Start of Data for processing
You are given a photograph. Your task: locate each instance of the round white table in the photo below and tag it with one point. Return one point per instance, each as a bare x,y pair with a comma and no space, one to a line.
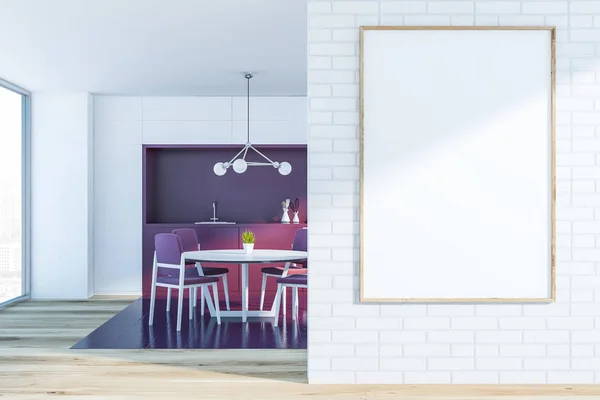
239,257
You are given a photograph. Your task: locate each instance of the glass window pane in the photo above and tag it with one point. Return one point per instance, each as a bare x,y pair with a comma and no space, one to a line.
11,178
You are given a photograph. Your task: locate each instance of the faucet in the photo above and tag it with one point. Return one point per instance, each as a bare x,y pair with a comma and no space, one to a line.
214,218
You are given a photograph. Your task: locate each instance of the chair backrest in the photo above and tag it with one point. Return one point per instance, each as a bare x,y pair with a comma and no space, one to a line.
300,240
168,251
188,237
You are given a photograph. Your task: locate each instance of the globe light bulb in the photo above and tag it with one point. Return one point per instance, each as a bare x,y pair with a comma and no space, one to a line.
285,168
219,169
240,166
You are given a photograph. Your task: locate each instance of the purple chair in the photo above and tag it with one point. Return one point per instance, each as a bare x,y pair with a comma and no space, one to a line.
294,281
300,243
168,270
189,241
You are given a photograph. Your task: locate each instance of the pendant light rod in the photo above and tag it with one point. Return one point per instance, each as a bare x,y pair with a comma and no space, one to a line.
249,76
240,165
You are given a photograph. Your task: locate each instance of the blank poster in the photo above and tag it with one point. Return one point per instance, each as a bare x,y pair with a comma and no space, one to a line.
457,164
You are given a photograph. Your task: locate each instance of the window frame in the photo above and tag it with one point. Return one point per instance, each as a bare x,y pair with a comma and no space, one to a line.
25,192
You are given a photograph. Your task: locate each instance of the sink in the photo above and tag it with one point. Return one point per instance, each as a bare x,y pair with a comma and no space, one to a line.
213,222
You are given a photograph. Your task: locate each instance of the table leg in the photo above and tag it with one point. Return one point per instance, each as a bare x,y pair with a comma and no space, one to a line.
244,292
End of Data for processing
> _Task directions_
Wherever a picture appears in the records above, leave it out and transcribe everything else exactly.

> _Response_
You are given a photograph. Your task: locate each instance of the round white table in the photo below and tag it with one point. Return one point per instance, each as a bare x,y pair with a comma and no space, one to a line.
239,257
You are given a photograph. Your task: locate each instance of the glass window pane in the photo above and tag it with one point. Return one point per instance, each as a bare x,y pair with a comma and no space, one to a line.
11,178
You are given a photograph. Your task: locate each instance of the faucet in the photo above and tag it with one point. Return one point per instance, each as a bare x,y pair with a comma and no space, one to a line.
214,218
You are given a photograph. Your task: locate each instance of the chair backrest in the photo above and tag it with one point. Return one point per instance, each as a bare x,y pair with a comma and no space, one to a line.
300,240
168,251
188,237
You are given a photograph. Your task: locate each instance of the globe light bulb in the photo above and tag it with one point. Return one point per instance, each as a bare x,y pair with a comma and no space, one to a line.
285,168
219,169
240,166
You are given a photograph. Your task: locate each instance of the purple chair in the photo above and tag it with one point. Return one point per instance, each as a bare x,y pair with a comma and no space, one to a line.
294,281
300,243
168,270
189,241
You are given a photograph. Your task: locate each instance of the pendant light rod in the photo above and tag it with one point. Return one point per instance, each as a bare x,y pair with a comma and no space, one to a line.
249,76
240,165
You are given a photograph. Your task: locate each instance of the blank poster in the photo above and tag it with one point. Return one point per instance, each as a bare x,y pair with a comma and no space, one to a line.
457,164
You are given a photograph. Your task: locate each instance of the window frame in the photo above and tag it with one point. Return one point per instance, each as a bare x,y pair with a comma and no space, one to a line.
25,192
You are given a photograph. Your task: locate each instance of the sink in the photo above and tag it with one point. Return one point per instance, each as a bare x,y pair with a comma and no space, one to a line.
213,222
You are given a photograph. Your task: locate each instance of the table leg in the photo above and tag it with one point. Return one point per instance, each as a bare x,y pair with a comma and no space, one to a line.
244,292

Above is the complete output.